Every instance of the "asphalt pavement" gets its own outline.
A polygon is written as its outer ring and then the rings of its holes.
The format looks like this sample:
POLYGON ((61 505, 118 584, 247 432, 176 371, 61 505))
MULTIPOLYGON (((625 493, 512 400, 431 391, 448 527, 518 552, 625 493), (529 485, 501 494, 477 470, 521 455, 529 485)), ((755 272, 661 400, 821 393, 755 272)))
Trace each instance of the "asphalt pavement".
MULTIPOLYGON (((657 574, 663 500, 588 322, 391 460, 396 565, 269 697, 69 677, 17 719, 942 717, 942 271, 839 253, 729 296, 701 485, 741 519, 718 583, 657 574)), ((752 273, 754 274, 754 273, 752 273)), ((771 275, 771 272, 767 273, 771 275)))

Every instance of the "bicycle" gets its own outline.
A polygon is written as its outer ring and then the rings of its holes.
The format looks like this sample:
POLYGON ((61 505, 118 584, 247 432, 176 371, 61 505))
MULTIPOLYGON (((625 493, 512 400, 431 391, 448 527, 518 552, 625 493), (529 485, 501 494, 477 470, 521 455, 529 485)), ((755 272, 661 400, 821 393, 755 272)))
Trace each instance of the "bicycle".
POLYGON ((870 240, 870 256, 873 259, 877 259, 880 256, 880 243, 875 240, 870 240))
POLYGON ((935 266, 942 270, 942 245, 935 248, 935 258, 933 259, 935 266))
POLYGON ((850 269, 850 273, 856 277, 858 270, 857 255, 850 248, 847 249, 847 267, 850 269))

++++

◆ Task brief ◆
Reproduce the entire listing. Keep every word as it is.

◆ Task output ◆
Every instance of the "asphalt pavement" gets its own outline.
A polygon is written as its outer ring and then the rings of its holes.
The format looks like this sample:
POLYGON ((61 505, 118 584, 247 432, 176 371, 61 505))
MULTIPOLYGON (((625 493, 512 400, 431 391, 448 527, 518 552, 625 493), (529 485, 501 494, 477 470, 521 455, 529 485)), ((755 272, 661 400, 821 393, 755 272)))
Trace each instance of the "asphalt pavement".
MULTIPOLYGON (((657 574, 663 500, 588 322, 391 460, 396 565, 269 697, 69 677, 17 719, 942 717, 942 271, 839 253, 729 296, 701 485, 741 519, 718 583, 657 574)), ((752 273, 754 274, 754 273, 752 273)), ((771 275, 771 272, 767 273, 771 275)))

Every instance of the "bicycle" gets its own outline.
A polygon is written as its outer ring and then the rings of its holes.
The format looks like this sample:
POLYGON ((61 505, 118 584, 247 432, 176 371, 61 505))
MULTIPOLYGON (((625 493, 512 400, 431 391, 448 527, 518 552, 625 493), (529 485, 501 494, 477 470, 521 455, 529 485)), ((755 272, 661 400, 821 393, 755 272)))
Trace each instance of the "bicycle".
POLYGON ((870 240, 870 256, 873 259, 877 259, 880 256, 880 243, 875 240, 870 240))
POLYGON ((935 266, 942 270, 942 245, 935 248, 935 258, 933 259, 935 266))
POLYGON ((850 269, 850 273, 856 277, 858 270, 857 255, 850 248, 847 249, 847 267, 850 269))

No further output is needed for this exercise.